[Dataset entries]

------------

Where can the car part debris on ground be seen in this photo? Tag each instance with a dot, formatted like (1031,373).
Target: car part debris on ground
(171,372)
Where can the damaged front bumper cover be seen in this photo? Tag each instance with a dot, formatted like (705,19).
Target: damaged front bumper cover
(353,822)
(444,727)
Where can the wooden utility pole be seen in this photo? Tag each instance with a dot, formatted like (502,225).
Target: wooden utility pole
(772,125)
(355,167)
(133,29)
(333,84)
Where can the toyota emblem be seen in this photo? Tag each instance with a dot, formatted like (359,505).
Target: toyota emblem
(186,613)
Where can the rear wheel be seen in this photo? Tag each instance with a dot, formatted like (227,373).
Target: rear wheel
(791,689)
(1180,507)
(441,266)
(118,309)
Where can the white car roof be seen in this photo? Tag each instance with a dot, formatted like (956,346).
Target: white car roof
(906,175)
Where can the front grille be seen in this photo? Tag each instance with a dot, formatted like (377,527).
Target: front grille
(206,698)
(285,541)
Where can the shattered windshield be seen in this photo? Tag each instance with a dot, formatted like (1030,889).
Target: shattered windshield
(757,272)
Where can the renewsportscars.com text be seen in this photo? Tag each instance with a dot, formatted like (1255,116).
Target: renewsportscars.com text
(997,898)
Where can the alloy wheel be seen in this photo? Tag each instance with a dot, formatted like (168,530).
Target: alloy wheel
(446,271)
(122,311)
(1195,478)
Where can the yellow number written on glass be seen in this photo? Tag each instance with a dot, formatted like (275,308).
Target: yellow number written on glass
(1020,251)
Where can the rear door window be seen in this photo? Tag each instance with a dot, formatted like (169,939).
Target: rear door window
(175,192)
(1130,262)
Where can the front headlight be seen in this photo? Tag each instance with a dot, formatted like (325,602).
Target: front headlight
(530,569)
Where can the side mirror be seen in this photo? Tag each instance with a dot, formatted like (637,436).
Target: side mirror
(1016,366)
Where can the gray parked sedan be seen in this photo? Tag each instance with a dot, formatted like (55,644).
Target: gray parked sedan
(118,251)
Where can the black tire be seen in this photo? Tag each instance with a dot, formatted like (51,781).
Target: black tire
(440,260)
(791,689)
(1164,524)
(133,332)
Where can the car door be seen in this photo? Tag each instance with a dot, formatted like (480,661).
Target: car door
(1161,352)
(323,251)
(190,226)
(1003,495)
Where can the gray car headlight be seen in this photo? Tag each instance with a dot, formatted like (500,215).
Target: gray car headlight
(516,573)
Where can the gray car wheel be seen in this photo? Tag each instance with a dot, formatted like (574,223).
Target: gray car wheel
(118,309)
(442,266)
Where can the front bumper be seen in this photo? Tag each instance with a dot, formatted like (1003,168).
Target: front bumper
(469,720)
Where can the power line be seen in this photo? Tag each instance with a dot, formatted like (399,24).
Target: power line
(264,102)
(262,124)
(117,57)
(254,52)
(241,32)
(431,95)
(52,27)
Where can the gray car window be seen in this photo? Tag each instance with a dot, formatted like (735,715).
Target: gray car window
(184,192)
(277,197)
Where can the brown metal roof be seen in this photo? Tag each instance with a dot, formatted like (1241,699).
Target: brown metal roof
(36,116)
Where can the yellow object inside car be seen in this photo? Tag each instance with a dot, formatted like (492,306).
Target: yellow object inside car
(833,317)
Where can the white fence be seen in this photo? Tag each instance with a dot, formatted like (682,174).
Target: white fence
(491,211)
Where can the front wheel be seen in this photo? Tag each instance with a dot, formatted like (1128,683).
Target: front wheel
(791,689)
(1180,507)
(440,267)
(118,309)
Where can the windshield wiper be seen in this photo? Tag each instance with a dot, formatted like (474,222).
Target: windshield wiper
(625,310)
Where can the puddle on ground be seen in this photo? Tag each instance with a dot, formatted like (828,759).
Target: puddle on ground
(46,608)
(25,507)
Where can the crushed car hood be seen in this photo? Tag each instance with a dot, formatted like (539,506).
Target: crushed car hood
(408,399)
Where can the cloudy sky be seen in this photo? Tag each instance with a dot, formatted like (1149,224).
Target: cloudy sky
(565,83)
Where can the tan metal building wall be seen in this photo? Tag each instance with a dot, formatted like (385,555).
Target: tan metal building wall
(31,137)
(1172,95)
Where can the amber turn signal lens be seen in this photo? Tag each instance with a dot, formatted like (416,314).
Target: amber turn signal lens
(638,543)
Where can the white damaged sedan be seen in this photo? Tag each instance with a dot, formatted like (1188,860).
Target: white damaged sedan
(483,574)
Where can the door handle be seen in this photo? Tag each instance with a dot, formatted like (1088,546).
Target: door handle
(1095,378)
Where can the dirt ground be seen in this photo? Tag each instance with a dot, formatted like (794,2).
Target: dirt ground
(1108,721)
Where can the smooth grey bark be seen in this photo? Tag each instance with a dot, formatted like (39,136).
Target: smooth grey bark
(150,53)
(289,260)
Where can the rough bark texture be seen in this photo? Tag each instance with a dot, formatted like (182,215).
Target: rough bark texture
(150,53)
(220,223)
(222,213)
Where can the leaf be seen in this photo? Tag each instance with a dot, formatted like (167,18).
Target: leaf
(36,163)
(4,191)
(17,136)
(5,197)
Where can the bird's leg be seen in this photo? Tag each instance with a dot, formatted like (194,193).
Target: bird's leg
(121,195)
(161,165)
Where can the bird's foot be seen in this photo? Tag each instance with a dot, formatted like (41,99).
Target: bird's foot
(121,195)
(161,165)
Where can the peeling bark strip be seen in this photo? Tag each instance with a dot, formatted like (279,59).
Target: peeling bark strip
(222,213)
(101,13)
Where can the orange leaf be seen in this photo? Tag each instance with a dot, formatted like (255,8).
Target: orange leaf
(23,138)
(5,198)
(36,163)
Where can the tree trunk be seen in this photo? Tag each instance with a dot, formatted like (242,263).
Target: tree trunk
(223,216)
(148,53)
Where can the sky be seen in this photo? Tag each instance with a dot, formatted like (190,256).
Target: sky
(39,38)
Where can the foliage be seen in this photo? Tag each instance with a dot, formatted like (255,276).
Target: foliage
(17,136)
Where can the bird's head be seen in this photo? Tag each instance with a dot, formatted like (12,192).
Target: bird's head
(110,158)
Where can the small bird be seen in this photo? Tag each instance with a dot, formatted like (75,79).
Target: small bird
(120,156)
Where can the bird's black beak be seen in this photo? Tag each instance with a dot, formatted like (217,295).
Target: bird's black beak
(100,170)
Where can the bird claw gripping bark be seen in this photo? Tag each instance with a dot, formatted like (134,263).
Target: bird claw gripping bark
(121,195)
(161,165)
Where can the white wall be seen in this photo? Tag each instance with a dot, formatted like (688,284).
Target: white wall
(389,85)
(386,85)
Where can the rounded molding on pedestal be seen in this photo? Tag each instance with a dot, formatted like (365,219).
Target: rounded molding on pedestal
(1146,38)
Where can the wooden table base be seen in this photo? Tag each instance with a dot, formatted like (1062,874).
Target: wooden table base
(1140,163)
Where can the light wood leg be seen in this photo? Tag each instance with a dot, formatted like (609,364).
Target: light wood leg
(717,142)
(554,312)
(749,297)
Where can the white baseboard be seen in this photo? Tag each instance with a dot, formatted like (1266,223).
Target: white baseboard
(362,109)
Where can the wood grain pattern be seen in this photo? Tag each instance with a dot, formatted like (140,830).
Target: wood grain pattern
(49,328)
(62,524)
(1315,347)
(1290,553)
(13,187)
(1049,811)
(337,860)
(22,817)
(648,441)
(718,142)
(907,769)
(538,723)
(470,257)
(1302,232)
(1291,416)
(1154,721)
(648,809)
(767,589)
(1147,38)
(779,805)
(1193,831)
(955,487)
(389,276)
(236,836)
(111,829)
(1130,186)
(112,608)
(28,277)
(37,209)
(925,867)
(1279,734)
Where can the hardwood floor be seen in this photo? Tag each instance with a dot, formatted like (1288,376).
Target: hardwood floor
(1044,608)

------------

From the data above, reproduce word for word the lines running from the line with "Target: rear door window" to the line with "Where can the gray parked", ends included.

Target: rear door window
(175,192)
(1130,262)
Where can the front headlight be seen in this photo? Tag each instance with a dot, formatted like (325,602).
Target: front headlight
(530,569)
Where can the side mirror be seen in this photo? Tag each instance with a dot, formatted like (637,436).
Target: side mirror
(1016,366)
Where can the gray parked sedan be seen in this photo? Tag each instance with a dot, formatted like (55,644).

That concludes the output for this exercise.